### PROBLEM REQUIREMENTS:
For this exercise, return the line containing "of the riverbank" and every line after it through the end of the records below, without alteration.

═══ DATASET RECORDS

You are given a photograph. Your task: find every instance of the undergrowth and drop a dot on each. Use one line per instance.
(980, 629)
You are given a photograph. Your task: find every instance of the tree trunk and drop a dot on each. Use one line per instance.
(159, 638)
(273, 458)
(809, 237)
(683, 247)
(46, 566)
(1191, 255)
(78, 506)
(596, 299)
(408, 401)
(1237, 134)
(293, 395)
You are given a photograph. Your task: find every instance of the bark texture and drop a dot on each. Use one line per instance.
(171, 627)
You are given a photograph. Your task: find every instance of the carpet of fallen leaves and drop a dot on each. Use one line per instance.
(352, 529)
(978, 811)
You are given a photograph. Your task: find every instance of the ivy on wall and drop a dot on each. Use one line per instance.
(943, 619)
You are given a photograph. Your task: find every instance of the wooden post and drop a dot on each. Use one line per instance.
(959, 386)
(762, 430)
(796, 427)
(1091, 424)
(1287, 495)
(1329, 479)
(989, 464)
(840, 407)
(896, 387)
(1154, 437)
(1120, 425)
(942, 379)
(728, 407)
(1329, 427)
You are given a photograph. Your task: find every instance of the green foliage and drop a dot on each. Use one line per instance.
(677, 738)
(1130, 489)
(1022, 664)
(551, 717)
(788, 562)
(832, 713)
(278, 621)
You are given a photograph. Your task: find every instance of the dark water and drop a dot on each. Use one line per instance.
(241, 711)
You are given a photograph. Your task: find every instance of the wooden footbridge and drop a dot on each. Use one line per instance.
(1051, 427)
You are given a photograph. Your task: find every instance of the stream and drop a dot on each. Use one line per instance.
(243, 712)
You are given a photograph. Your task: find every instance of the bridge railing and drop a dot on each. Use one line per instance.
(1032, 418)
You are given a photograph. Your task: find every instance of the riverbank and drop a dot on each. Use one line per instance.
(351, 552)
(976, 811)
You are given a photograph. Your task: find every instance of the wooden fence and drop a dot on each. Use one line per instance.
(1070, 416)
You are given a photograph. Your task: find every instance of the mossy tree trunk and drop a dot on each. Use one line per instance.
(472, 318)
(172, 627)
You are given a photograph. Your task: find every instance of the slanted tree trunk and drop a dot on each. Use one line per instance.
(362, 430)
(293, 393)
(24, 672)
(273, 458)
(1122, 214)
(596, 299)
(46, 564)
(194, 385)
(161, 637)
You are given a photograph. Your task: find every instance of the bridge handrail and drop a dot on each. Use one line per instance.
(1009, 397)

══════

### ANSWER TO THE PROBLEM:
You are given a photograph. Your task: find every instance of the riverbank and drop a dot on each. Use one line per instance.
(351, 552)
(976, 811)
You are given a photograph. Your task: find every instance of the wooden fence and drop a dot on each. Use one line per instance.
(1070, 416)
You are given a photograph. Your task: find every instance of the mossy tree trunk and drop a dot on each. Use one line per instance.
(472, 318)
(172, 627)
You are given a photograph. Your task: find every instance of the slanted tree trunk and drop a dot on each. Use one line per instance.
(362, 430)
(293, 393)
(24, 672)
(273, 458)
(1122, 214)
(596, 299)
(46, 564)
(194, 385)
(161, 637)
You are given a photograph. Your task: find every instance of the bridge handrail and drop a dot on each. Use one line per instance.
(1009, 397)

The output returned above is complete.